::: FRAGMENTO DE ORIGEN :::
Y otra fecha. “10 del cuatro del 84. Dos orejas unidas por un clip. Cruzo una puerta. Otra, otra, otra…”

Y otra más. 4 de diciembre del 2015. Ni Javier Corcobado, ni Luis Corchado, ni Julián Sanz Erizonte, ni Javier Rodrigo, ni Andrew Wax habían sido invitados a celebrar la Movida ni la Transición democrática en Mónaco. Aquellos que posaron ante las cámaras fueron los rostros de aquello que Pablo Carmona denomina “El carnaval de la Movida”, un periodo histórico reivindicado por medios culturales e incluso por el propio poder (“Movida promovida por el Ayuntamiento…”) como el estallido de la creatividad y la libertad en pleno paso de la Dictadura Franquista al impecable Estado de Derecho:

“La Movida madrileña, entendida en términos amplios, se puede definir como el periodo de explosión cultural y creativa que se vivió en el Madrid de finales de los setenta y primeros ochenta como producto de una condensación diversa y heterogénea de toda la pasión vital y creativa que se forjó en las cloacas de las culturas underground del franquismo.” (Carmona, 2009: 147).
:::
TAREAS A REALIZAR>
a - Enumera a las personas que, según el fragmento sobre la Movida, no habían sido invitadas a celebrar la Movida ni la Transición democrática en Mónaco.
b - Continúa, por favor, el fragmento sobre la Movida madrileña a partir de la cita de Carmona con la que termina.
::: EXTRACTOS DE REGISTROS :::
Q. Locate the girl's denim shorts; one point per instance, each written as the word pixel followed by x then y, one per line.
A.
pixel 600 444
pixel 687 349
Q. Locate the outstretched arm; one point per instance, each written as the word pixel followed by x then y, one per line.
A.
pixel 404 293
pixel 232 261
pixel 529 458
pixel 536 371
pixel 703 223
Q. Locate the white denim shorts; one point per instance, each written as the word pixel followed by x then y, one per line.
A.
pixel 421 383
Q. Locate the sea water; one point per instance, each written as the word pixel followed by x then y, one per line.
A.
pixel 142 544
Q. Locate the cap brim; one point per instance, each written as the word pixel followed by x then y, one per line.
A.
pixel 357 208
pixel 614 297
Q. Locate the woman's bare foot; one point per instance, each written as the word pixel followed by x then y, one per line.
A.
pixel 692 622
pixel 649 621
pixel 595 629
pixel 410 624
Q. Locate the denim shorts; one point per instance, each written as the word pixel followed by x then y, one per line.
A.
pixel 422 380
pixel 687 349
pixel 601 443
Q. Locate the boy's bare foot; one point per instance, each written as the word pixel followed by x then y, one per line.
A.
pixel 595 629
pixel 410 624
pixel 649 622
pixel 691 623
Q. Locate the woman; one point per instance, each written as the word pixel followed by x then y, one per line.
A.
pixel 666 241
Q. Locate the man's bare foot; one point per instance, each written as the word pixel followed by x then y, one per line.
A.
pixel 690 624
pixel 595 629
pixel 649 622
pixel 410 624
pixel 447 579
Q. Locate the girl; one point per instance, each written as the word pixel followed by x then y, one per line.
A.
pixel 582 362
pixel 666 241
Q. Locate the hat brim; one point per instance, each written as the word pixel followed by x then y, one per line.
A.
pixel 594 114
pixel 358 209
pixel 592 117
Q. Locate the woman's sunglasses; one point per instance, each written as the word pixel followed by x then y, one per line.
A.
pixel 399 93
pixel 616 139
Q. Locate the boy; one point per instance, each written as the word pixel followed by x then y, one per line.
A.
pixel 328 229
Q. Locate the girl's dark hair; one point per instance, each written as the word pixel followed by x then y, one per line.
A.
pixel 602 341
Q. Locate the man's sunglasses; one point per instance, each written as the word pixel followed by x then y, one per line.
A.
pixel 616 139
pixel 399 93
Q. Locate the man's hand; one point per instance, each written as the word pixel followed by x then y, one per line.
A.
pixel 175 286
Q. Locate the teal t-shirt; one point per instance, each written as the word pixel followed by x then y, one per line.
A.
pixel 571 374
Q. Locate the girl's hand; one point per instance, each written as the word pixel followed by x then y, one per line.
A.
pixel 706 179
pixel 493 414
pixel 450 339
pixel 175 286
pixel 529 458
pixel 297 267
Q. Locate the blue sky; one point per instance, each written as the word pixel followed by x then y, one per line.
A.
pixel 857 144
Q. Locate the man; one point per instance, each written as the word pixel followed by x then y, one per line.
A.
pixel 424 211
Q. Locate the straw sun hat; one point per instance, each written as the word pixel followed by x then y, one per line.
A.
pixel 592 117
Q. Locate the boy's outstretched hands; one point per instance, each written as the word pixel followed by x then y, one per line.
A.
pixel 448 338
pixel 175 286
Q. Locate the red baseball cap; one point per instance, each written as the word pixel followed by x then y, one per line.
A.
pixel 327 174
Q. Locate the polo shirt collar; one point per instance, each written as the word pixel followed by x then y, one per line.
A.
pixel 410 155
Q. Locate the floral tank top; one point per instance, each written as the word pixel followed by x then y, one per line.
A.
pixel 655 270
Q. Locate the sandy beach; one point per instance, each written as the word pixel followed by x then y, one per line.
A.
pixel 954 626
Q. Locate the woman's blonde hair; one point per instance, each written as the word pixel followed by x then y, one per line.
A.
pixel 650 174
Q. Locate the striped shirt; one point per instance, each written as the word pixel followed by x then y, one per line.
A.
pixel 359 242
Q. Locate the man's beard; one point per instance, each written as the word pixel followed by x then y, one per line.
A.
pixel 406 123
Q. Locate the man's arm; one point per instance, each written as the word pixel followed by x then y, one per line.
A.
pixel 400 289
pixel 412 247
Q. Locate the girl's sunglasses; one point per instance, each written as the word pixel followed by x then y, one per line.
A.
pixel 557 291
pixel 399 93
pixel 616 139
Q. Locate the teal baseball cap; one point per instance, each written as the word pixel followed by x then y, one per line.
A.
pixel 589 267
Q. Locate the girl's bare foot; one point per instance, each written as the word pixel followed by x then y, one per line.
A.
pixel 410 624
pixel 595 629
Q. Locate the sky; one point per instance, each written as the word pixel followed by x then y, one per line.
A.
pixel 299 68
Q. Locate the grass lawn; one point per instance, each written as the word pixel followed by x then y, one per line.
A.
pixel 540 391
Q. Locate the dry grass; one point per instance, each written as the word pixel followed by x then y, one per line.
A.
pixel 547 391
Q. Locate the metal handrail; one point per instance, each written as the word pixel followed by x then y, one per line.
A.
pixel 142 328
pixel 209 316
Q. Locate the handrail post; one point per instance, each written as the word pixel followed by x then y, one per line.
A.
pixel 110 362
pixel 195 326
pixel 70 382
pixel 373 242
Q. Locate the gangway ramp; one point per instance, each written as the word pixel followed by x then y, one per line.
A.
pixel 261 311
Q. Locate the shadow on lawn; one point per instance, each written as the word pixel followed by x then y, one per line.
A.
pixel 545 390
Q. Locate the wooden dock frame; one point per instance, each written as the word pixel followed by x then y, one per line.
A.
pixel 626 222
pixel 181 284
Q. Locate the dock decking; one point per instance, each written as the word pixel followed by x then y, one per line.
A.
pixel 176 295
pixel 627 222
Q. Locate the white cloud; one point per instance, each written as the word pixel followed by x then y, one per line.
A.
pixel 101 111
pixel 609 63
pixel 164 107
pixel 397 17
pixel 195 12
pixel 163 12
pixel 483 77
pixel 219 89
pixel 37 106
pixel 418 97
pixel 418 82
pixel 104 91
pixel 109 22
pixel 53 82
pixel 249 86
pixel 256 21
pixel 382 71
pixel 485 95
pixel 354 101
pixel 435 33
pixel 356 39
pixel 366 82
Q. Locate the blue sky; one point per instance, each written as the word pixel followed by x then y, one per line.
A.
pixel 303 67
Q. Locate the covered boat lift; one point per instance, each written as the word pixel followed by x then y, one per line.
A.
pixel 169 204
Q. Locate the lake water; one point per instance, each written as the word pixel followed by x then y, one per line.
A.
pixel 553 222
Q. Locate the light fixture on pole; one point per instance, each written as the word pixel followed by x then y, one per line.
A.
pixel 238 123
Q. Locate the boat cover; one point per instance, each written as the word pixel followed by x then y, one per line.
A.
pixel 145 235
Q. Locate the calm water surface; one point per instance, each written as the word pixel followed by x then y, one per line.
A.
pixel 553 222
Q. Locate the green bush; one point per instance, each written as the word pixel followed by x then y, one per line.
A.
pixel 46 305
:::
RESPUESTAS POR TAREA>
a - Javier Corcobado, Luis Corchado, Julián Sanz Erizonte, Javier Rodrigo y Andrew Wax.

b -
Sin embargo, este periodo histórico no está ni claro ni definido. Ni siquiera se sabe si existió realmente o fue tan solo un producto de marketing de las grandes instituciones, empeñadas en negar el deterioro humano producido por las drogas introducidas de manera consciente y experimental en una población absolutamente desconocedora de sus efectos, ni el deterioro material producido por una crisis que, pese a espejismos reflejo de burbujas inmobiliarias, continúa dando dolores de cabeza al mundo de la cultura, siempre supeditado a la limosna de los “cuadrados” (H. Becker). ¿Existió realmente la Movida?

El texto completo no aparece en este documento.